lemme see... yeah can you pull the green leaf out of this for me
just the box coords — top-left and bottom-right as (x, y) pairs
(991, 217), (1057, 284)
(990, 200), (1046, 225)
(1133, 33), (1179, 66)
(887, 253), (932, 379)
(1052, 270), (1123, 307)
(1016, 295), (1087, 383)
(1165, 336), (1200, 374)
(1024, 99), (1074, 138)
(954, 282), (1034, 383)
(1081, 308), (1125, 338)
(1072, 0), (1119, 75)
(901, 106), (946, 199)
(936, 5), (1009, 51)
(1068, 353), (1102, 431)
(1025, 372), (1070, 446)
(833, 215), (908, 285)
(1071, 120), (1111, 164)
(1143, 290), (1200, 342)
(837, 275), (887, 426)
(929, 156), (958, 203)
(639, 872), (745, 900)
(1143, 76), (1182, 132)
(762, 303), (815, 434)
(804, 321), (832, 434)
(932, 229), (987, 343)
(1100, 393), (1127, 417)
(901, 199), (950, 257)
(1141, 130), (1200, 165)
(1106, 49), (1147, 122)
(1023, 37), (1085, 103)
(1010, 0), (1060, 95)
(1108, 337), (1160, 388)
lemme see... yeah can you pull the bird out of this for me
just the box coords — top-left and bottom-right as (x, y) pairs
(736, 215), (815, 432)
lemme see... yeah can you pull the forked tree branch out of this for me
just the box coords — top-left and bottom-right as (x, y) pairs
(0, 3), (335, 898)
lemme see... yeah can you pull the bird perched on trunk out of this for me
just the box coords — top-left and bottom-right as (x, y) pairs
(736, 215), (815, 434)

________

» **HOW TO COMPLETE THIS TASK**
What you give back must match the material word for word.

» **SOLUTION**
lemme see... yeah can you pull the green leaf out of this for me
just the box coords — top-left and bottom-right as (x, y) pairs
(991, 217), (1057, 284)
(990, 200), (1046, 225)
(1133, 33), (1179, 66)
(887, 253), (932, 379)
(1052, 270), (1123, 307)
(1016, 295), (1087, 383)
(1165, 336), (1200, 374)
(1024, 99), (1074, 138)
(954, 282), (1034, 383)
(1081, 308), (1125, 338)
(1072, 0), (1119, 75)
(901, 106), (946, 199)
(936, 5), (1009, 51)
(1068, 353), (1102, 431)
(1025, 372), (1070, 446)
(833, 215), (908, 285)
(1071, 120), (1111, 164)
(1143, 290), (1200, 342)
(837, 275), (887, 426)
(929, 156), (958, 203)
(639, 872), (745, 900)
(1143, 76), (1182, 132)
(762, 303), (815, 434)
(804, 321), (832, 434)
(932, 229), (987, 343)
(1100, 393), (1127, 417)
(901, 199), (950, 257)
(1141, 130), (1200, 165)
(1106, 49), (1147, 122)
(1023, 37), (1085, 103)
(1010, 0), (1060, 95)
(1108, 337), (1160, 388)
lemme see... yeah can you pull the bird out of this for me
just the box coords — top-left and bottom-right as (x, y) pairs
(736, 215), (815, 432)
lemme see... yeah can you pull the forked tree branch out of this for me
just the box coords — top-left and bottom-right as (x, y) pairs
(0, 3), (335, 898)
lemme see... yeah can you pull the bird perched on trunk out of this for me
just the box coords — top-left and bottom-right as (x, y) pairs
(736, 215), (815, 434)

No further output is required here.